EXERCISE DESCRIPTION: Give back an exact copy of the lines in the records below, from the line that has "Each <instance> block includes" through the line that has "positive clicks: (99, 891)", and nothing besides.

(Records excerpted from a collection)
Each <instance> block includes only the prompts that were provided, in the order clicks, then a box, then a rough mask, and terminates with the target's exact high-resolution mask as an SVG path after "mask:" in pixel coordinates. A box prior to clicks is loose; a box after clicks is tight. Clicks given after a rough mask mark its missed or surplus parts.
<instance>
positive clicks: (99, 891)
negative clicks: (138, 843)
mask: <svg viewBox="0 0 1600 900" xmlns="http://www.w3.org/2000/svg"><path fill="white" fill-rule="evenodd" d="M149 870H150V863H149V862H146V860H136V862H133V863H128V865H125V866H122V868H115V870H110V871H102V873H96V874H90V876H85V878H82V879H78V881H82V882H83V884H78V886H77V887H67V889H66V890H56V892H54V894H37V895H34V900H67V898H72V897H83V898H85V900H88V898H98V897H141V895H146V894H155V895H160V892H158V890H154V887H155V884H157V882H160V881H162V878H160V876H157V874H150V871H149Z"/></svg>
* * *
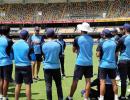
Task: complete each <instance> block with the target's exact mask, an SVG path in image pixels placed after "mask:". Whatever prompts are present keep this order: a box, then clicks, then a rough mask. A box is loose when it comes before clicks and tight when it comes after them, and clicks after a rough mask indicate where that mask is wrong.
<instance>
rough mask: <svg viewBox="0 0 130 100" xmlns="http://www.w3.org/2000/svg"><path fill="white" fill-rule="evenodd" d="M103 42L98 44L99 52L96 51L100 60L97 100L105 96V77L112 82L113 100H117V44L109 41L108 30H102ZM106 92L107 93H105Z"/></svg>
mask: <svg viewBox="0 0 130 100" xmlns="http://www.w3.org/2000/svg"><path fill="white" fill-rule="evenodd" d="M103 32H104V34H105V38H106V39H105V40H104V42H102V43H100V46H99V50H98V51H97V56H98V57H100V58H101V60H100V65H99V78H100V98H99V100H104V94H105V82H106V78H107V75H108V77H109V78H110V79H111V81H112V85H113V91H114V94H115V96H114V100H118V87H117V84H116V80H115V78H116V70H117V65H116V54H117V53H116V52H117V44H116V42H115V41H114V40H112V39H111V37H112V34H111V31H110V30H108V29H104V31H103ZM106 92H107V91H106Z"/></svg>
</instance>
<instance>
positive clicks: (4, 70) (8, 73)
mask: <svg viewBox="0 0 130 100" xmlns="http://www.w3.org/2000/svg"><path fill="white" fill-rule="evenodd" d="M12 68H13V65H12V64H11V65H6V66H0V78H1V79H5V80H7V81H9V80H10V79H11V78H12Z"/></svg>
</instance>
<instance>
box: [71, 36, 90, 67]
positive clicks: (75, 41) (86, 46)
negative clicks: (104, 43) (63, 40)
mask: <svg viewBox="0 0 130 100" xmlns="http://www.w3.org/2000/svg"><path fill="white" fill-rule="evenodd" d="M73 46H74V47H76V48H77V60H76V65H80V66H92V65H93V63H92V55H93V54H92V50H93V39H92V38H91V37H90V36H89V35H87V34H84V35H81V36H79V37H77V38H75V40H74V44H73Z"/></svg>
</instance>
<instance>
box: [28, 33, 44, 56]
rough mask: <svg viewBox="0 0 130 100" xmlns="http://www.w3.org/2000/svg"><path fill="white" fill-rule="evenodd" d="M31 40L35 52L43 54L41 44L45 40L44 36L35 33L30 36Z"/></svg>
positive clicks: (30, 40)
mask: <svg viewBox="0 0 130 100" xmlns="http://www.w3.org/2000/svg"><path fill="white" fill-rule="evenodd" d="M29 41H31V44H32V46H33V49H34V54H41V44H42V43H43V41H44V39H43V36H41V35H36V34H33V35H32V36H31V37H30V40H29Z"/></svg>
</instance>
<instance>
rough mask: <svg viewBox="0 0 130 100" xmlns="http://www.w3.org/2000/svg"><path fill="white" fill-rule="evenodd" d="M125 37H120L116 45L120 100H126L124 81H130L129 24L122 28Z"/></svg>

EXERCISE OUTPUT:
Each <instance> block includes only the prompts that were provided, in the order clicks, then a box, then a rough mask, and terminates with the target's exact high-resolution mask as an SVG path after "mask:" in pixel coordinates. A box prior to clicks is loose; a box after clicks is tight. Clicks given after a rough mask mark its missed or surplus parts.
<instance>
positive clicks: (99, 891)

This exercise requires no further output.